(Collected data entries)
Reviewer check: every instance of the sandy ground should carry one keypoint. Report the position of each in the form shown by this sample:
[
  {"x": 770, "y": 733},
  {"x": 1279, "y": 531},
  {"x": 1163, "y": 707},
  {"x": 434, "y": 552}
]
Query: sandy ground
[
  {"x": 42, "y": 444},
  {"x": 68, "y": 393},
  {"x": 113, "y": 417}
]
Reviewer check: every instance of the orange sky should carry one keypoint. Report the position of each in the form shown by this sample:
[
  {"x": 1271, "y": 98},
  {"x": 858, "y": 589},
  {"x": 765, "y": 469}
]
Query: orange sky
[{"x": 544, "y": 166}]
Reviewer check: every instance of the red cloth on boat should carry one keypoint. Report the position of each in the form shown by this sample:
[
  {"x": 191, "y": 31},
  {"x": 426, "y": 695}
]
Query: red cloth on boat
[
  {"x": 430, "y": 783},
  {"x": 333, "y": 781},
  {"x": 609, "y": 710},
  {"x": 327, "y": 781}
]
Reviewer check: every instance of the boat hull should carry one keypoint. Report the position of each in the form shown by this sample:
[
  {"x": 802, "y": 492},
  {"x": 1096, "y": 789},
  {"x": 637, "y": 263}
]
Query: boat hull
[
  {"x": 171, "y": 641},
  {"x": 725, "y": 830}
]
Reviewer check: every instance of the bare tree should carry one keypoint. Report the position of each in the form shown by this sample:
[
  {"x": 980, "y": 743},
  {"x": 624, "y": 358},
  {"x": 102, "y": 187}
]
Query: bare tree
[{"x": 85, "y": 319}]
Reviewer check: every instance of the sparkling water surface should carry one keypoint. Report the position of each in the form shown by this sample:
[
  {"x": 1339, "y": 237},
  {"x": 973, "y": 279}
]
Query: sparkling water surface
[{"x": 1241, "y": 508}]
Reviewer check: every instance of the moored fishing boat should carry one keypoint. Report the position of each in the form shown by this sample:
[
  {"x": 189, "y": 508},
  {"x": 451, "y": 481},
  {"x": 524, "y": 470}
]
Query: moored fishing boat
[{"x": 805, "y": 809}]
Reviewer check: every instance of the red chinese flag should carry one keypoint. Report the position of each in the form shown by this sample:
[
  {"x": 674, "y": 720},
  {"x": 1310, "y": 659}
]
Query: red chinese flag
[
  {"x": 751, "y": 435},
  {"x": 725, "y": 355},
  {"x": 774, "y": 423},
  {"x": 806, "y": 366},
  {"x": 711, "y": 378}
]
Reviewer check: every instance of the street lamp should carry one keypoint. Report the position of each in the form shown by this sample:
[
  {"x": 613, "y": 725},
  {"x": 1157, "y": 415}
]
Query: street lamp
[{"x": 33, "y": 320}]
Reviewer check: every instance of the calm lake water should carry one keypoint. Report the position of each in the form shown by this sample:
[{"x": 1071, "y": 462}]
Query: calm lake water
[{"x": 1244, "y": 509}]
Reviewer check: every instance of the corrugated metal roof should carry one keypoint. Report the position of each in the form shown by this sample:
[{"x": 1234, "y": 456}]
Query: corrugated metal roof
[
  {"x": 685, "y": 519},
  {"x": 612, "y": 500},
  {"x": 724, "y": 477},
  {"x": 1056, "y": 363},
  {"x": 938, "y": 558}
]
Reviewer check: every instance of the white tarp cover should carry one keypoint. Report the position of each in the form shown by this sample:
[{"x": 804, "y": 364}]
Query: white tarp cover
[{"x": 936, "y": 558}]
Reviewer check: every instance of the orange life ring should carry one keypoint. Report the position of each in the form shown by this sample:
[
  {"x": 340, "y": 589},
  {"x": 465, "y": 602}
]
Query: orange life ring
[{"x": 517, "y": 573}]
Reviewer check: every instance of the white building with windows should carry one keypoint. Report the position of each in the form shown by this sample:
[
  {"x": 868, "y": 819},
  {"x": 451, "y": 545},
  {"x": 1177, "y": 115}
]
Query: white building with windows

### What you are asked to do
Can you update the records from the line containing "Reviewer check: every instance of the red chinese" down through the end of the records by replacing "keypoint" with "marker" and leaving everything else unchanged?

### Task answer
Reviewer check: every instance of the red chinese flag should carry one marker. Report the position of each in the form shown by this sample:
[
  {"x": 674, "y": 720},
  {"x": 1310, "y": 659}
]
Query: red chinese flag
[
  {"x": 751, "y": 435},
  {"x": 725, "y": 355},
  {"x": 774, "y": 423},
  {"x": 806, "y": 366},
  {"x": 711, "y": 378}
]
Reviewer check: every instance of the street lamp should carry one marker. Report the position of each in the form shown by this sample:
[
  {"x": 613, "y": 725},
  {"x": 1157, "y": 415}
]
Query: street lamp
[{"x": 33, "y": 320}]
Reviewer check: every instance of the calm lake water should carry one marker. Report the position of each in the form shown by this sample:
[{"x": 1071, "y": 462}]
Query: calm lake water
[{"x": 1244, "y": 509}]
Reviewer check: every instance of the corrugated metal roof should carry one marker. Report the position of each in the form shown by this sample:
[{"x": 1234, "y": 456}]
Query: corrugated metal roof
[
  {"x": 685, "y": 519},
  {"x": 612, "y": 500},
  {"x": 724, "y": 477},
  {"x": 1056, "y": 363},
  {"x": 938, "y": 558}
]
Reviewer check: every instance of the white tarp cover should carry one marker. Report the position of each in the form shown by this sample:
[{"x": 804, "y": 364}]
Query: white tarp cover
[{"x": 936, "y": 558}]
Reviewer check: every instance of the orange life ring should carry one marker. Report the position of each in the form shown by this sample:
[
  {"x": 340, "y": 589},
  {"x": 465, "y": 602}
]
Query: orange life ring
[{"x": 517, "y": 573}]
Reviewer check: every instance of the white building with windows should carry one marker. Report the position of each in the form shown by this sample:
[
  {"x": 868, "y": 819},
  {"x": 451, "y": 545},
  {"x": 1177, "y": 115}
]
Query: white building with windows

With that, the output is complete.